◆ Provided data ◆
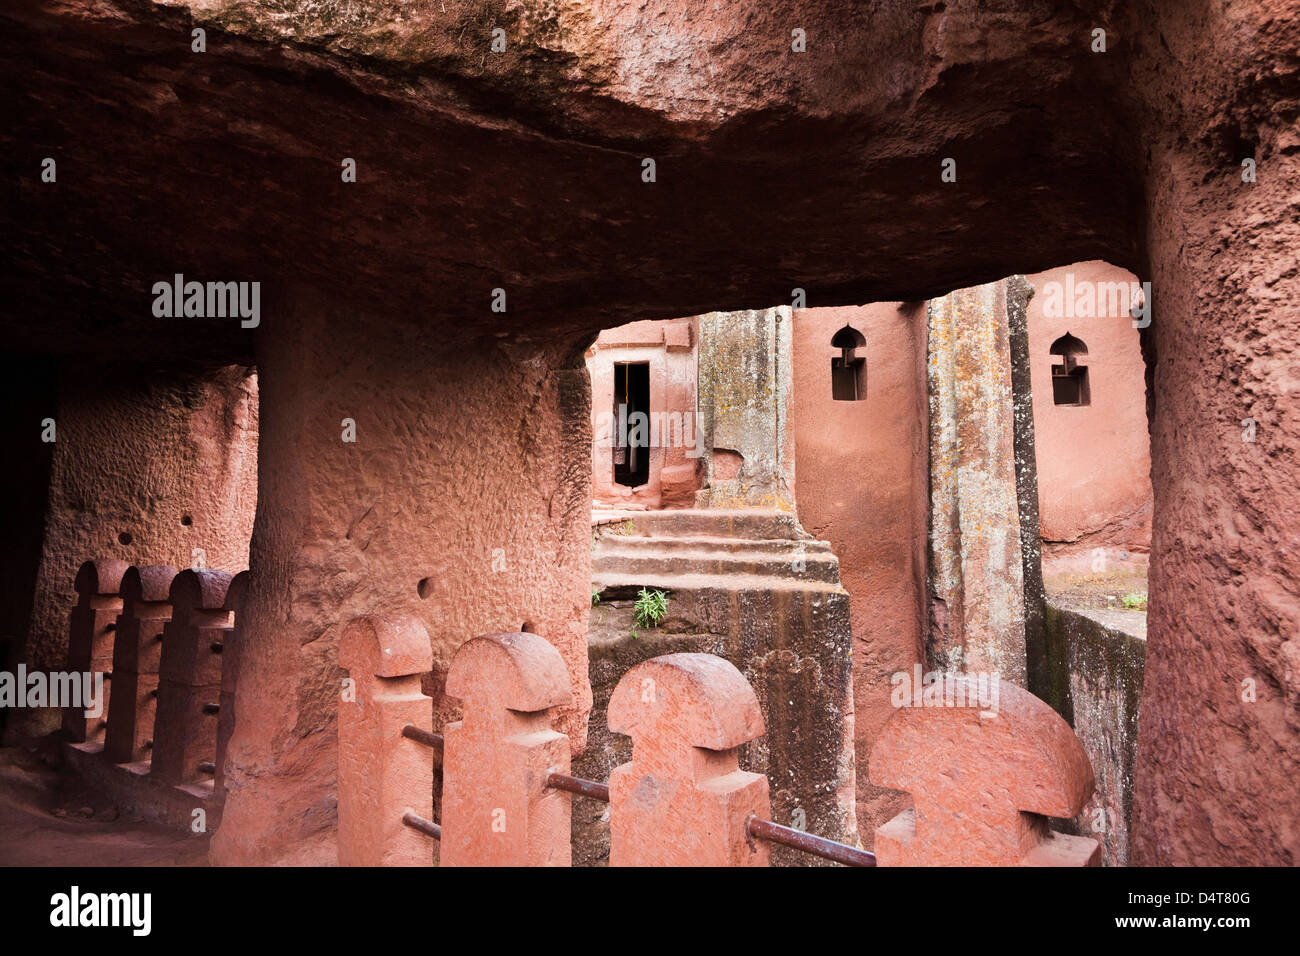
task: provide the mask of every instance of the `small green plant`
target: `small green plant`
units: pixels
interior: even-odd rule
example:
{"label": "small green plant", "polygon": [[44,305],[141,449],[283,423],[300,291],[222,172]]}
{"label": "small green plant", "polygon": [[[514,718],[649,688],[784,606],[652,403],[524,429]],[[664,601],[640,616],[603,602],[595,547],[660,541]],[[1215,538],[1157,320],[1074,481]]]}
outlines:
{"label": "small green plant", "polygon": [[596,590],[595,586],[593,586],[591,589],[591,606],[595,607],[599,603],[600,603],[600,592]]}
{"label": "small green plant", "polygon": [[[668,595],[663,591],[642,588],[633,609],[636,611],[637,627],[658,627],[668,613]],[[635,637],[636,633],[633,632],[632,636]]]}
{"label": "small green plant", "polygon": [[617,535],[629,535],[634,531],[636,531],[636,524],[632,521],[631,518],[628,518],[626,521],[623,522],[621,526],[619,526],[619,529],[614,533]]}
{"label": "small green plant", "polygon": [[1147,594],[1145,591],[1130,591],[1124,595],[1124,606],[1130,611],[1145,611],[1147,609]]}

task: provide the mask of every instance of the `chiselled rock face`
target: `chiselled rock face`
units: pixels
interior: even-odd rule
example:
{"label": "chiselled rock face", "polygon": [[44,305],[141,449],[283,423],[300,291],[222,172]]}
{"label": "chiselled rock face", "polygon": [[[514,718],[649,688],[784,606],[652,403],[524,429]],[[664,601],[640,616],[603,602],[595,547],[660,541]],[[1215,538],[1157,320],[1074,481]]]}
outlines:
{"label": "chiselled rock face", "polygon": [[[1136,859],[1295,862],[1291,7],[6,5],[7,346],[258,366],[218,855],[329,827],[344,618],[421,615],[435,670],[537,621],[580,746],[597,330],[1104,259],[1154,298]],[[156,314],[178,274],[257,323]]]}

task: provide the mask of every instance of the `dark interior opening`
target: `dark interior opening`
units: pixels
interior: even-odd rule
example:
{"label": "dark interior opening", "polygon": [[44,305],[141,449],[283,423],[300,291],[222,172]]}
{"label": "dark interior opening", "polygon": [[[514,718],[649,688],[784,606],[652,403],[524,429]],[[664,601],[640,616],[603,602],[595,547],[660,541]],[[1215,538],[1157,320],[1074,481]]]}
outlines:
{"label": "dark interior opening", "polygon": [[1082,339],[1066,332],[1052,343],[1050,351],[1052,355],[1061,356],[1061,364],[1052,366],[1052,404],[1090,404],[1088,366],[1078,364],[1079,357],[1088,354],[1088,346]]}
{"label": "dark interior opening", "polygon": [[831,399],[858,402],[867,395],[867,360],[855,354],[867,344],[866,336],[846,325],[831,338],[831,348],[840,354],[831,359]]}
{"label": "dark interior opening", "polygon": [[614,363],[614,481],[629,488],[650,479],[650,363]]}

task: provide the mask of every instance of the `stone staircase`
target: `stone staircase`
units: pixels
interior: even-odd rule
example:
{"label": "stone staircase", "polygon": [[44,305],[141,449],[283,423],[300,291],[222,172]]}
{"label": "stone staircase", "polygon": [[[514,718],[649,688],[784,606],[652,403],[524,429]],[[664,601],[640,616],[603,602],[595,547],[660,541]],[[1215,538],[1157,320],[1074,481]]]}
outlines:
{"label": "stone staircase", "polygon": [[784,511],[593,512],[593,590],[814,590],[843,594],[839,560]]}

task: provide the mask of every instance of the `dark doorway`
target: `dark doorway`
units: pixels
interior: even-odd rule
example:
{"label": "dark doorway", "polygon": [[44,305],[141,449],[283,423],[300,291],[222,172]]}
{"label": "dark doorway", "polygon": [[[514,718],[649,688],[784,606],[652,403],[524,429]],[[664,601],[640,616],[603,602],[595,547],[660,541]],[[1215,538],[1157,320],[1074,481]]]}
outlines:
{"label": "dark doorway", "polygon": [[650,363],[614,363],[614,481],[638,488],[650,479]]}

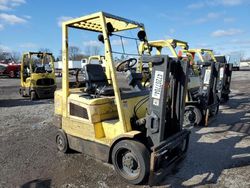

◆ The problem ◆
Repeat each line of the records exactly, dropping the pictures.

◆ Expected answer ◆
task: provide the mask of every instance of the `small green plant`
target: `small green plant`
units: pixels
interior: even-odd rule
example:
{"label": "small green plant", "polygon": [[44,305],[141,449],[283,423],[300,291],[222,172]]}
{"label": "small green plant", "polygon": [[[514,718],[649,688],[784,606],[652,403],[524,429]],[[664,601],[640,616],[603,602],[595,547],[660,541]],[[1215,538],[1157,320],[1074,481]]]}
outlines:
{"label": "small green plant", "polygon": [[596,590],[595,586],[593,586],[591,589],[591,606],[595,607],[599,603],[600,603],[600,592]]}
{"label": "small green plant", "polygon": [[[668,595],[663,591],[642,588],[633,609],[636,611],[637,627],[658,627],[668,613]],[[635,637],[636,633],[633,632],[632,636]]]}
{"label": "small green plant", "polygon": [[617,535],[629,535],[634,531],[636,531],[636,524],[632,521],[631,518],[628,518],[626,521],[623,522],[621,526],[619,526],[619,529],[614,533]]}
{"label": "small green plant", "polygon": [[1147,594],[1145,591],[1130,591],[1124,595],[1124,606],[1130,611],[1145,611],[1147,609]]}

task: provide the mask of every instance of the `chiselled rock face`
target: `chiselled rock face`
units: pixels
interior: even-odd rule
example:
{"label": "chiselled rock face", "polygon": [[44,305],[141,449],[283,423],[300,291],[222,172]]}
{"label": "chiselled rock face", "polygon": [[[514,718],[649,688],[784,606],[652,403],[524,429]],[[664,601],[640,616],[603,602],[595,547],[660,541]],[[1215,538],[1157,320],[1074,481]]]}
outlines:
{"label": "chiselled rock face", "polygon": [[[1136,859],[1295,862],[1291,7],[6,5],[7,346],[258,366],[218,855],[329,827],[344,618],[421,615],[435,670],[537,621],[580,746],[597,330],[1104,259],[1154,298]],[[156,314],[178,274],[257,323]]]}

task: provide the mask of every instance of the `dark interior opening`
target: `dark interior opening`
units: pixels
interior: even-odd rule
example:
{"label": "dark interior opening", "polygon": [[44,305],[141,449],[283,423],[300,291],[222,172]]}
{"label": "dark interior opening", "polygon": [[[514,718],[649,688],[784,606],[652,403],[524,429]],[[664,601],[640,616],[603,602],[595,547],[660,541]],[[1215,538],[1157,320],[1074,481]]]}
outlines:
{"label": "dark interior opening", "polygon": [[1082,339],[1066,332],[1052,343],[1050,351],[1052,355],[1061,356],[1061,364],[1052,366],[1052,404],[1090,404],[1088,366],[1078,364],[1079,357],[1088,354],[1088,346]]}
{"label": "dark interior opening", "polygon": [[831,399],[858,402],[867,395],[867,360],[855,354],[867,344],[866,336],[846,325],[831,338],[831,348],[840,354],[831,359]]}
{"label": "dark interior opening", "polygon": [[614,363],[614,481],[629,488],[650,479],[650,363]]}

task: provide the mask of every instance of the `stone staircase`
target: `stone staircase`
units: pixels
interior: even-odd rule
example:
{"label": "stone staircase", "polygon": [[44,305],[141,449],[283,423],[300,291],[222,172]]}
{"label": "stone staircase", "polygon": [[[514,718],[649,688],[784,606],[652,403],[524,429]],[[664,601],[640,616],[603,602],[595,547],[660,541]],[[1215,538],[1157,320],[1074,481]]]}
outlines:
{"label": "stone staircase", "polygon": [[784,511],[593,512],[593,590],[814,590],[843,594],[839,560]]}

task: provide the mask of every instance of the `dark doorway`
target: `dark doorway`
units: pixels
interior: even-odd rule
example:
{"label": "dark doorway", "polygon": [[44,305],[141,449],[283,423],[300,291],[222,172]]}
{"label": "dark doorway", "polygon": [[[514,718],[649,688],[784,606],[652,403],[524,429]],[[664,601],[640,616],[603,602],[595,547],[660,541]],[[1215,538],[1157,320],[1074,481]]]}
outlines:
{"label": "dark doorway", "polygon": [[650,363],[614,363],[614,481],[638,488],[650,479]]}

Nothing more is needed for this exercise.